▸ GOAL OF THE EXERCISE: Output each line from the one that contains "the green shirt?" to the final line of the data below, exactly, and include nothing else.

Segment Start: DATA EXCERPTS

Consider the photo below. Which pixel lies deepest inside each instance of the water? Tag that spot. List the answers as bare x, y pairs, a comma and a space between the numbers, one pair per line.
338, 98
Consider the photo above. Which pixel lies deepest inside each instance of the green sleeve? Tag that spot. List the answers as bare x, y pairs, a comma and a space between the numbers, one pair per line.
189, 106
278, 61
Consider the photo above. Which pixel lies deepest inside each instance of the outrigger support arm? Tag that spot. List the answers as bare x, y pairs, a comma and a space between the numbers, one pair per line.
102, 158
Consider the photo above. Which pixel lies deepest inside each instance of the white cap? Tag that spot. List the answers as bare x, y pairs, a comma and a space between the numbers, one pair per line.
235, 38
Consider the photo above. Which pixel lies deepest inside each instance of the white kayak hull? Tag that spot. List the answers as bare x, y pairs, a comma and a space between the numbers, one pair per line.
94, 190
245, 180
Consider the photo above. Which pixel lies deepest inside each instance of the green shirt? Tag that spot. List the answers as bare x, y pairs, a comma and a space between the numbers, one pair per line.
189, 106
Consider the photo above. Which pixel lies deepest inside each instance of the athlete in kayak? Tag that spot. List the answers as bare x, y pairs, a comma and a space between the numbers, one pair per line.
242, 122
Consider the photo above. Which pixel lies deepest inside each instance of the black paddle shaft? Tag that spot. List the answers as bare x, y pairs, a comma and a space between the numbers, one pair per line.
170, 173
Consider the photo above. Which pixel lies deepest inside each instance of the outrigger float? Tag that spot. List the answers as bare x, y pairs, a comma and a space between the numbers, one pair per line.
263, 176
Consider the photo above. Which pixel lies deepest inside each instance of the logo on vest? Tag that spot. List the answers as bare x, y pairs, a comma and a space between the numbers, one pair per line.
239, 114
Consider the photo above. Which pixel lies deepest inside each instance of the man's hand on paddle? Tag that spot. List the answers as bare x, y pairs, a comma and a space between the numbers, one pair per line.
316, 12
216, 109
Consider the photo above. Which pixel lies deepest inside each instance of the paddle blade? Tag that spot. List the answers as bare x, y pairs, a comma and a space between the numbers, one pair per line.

Segment End: DATA EXCERPTS

▸ SOLUTION TO THE PROBLEM:
Consider the photo above. Which pixel lies deepest inside each instance of the green shirt? Tag that spot. List the answers as bare x, y pairs, a comma and a space between the numbers, one pair per line.
189, 106
Consider the photo above. Which pixel lies deepest inside each instance of the athlete in kayak? Tag that spot. List the answers as bare x, y pairs, a comma and a space between the numbers, one pair per line.
242, 122
Consider the photo above. Which pixel lies deepest inside each instance of the black paddle shaft? Tag that spot. List the answers as bare x, y pairs, a comma and a space between the numbers, one pair per line.
170, 173
Consider the photo above. Which pixel lies deepest inside each instance of the outrigger float? Tag that spot. List the answers as bare x, y pairs, a comma and a space between the numbers, one pair per line.
263, 176
Consider the photo above. Which pixel lies deepest inside each instance of the logo on vest? Tag that spot. List the answers as bare x, y pairs, a comma and a space between the numbers, one pair per line.
239, 114
Consider the photo above. Which pixel lies deepest inside each instance of the man's hand on paddle? Tag that spot. List the answers as bare x, y pairs, a comma and a space between the numbers, one pair per line.
316, 12
216, 109
Consider the photo above. Which pixel lies deepest inside each instance of the paddle blade? Tag that spot. List the answers as bare x, y pairs, a comma and a space between the numbers, one pair per line.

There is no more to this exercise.